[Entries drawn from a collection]
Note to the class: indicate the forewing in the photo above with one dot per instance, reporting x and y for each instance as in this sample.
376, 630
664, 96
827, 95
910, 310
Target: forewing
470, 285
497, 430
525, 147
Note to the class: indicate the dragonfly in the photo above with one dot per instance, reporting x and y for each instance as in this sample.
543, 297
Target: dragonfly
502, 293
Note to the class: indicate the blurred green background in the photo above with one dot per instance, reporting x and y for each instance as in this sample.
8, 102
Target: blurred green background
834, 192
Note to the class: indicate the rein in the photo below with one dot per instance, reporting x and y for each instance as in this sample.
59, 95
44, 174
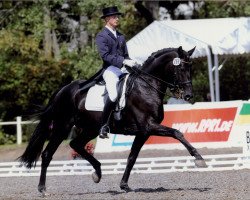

Given problem
Reproduce the data word for word, starting at the line that contains "Note to the class: indicate the blurred" and ending with the final line of the data, both ends included. Omit the pictures from your answer.

Correct answer
Note to the class: indicate the blurred green background in the photo above with one dot per instance, reporting x and y for each instance as in this sample.
8, 102
Target: blurred green background
834, 192
Note to the class: indicate the rein in the photo below with one dot per instance, reporting x and y for each instance as in this sample.
59, 95
44, 174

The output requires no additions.